Forget Charcoal Versus Gas. The Best Way to Grill a Steak Is With Molten Lava



British designer duo Bompas & Parr, who designed the world’s first edible fireworks and are best known for their ambitious and sometimes monumental jelly-based sculptures, traveled to Syracuse, New York, this summer to try out their idea for the world’s most extreme barbecue session—grilling meat over 2,100 degrees Fahrenheit lava.

Sam Bompas said he first experienced cooking with lava on a visit to Sakurajima, an active composite volcano (stratovolcano) in Japan. “After climbing across the safety barriers, I was able to use lava to cook lunch,” he said. “This gave me goosebumps. The intensity of the experience meant that on returning to the U.K., I immediately sat down with Harry Parr to plot. We wanted to see if there was a way to create synthetic lava so a wider audience could experience the wonders of food cooked this way.”

» **DATA**:

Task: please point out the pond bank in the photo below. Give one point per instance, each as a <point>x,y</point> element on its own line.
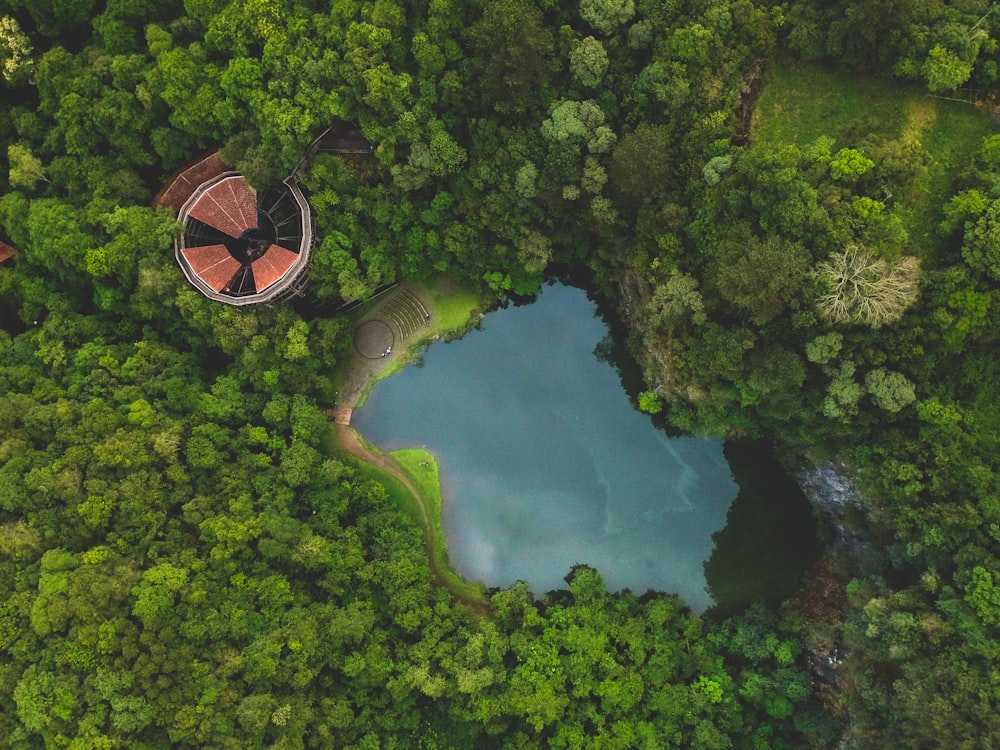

» **WORK TO DO**:
1. Name every geographic place that the lava-grilling article mentions.
2. Answer these questions about the lava-grilling article:
(a) What temperature of lava did the duo plan to grill meat over?
(b) Where did Sam Bompas first cook with lava?
(c) Who did he sit down with after returning to the U.K.?
3. Write the next part of the lava-grilling article, picking up after its final sentence.

» **EXERCISE RESULTS**:
1. Syracuse, New York, Sakurajima, Japan, U.K.

2.
(a) Over 2,100 degrees Fahrenheit.
(b) On Sakurajima, an active composite volcano (stratovolcano) in Japan.
(c) Harry Parr.

3.
The key to making that wish come true was Professor Robert Wysocki of Syracuse University’s Lava Project. Wysocki creates artificial volcanoes and bubbling streams of man-made lava by melting 1.1-billion-year-old basaltic rock in a rigged industrial bronze furnace. Wysocki and his team have conducted some 100 lava pours so far for the sake of science or art, but never in the pursuit of grilling a 10-ounce rib-eye steak.

So how did it taste?

Bompas told me in an email that it was “the best I've ever had. It might be [something] to do with the theatre of molten rock harnessed for cookery!” He added: “The intense heat meant that the exterior was sealed in seconds. There was an excellent char, but the inside was done medium-rare in about a minute alone. We feasted like ogres!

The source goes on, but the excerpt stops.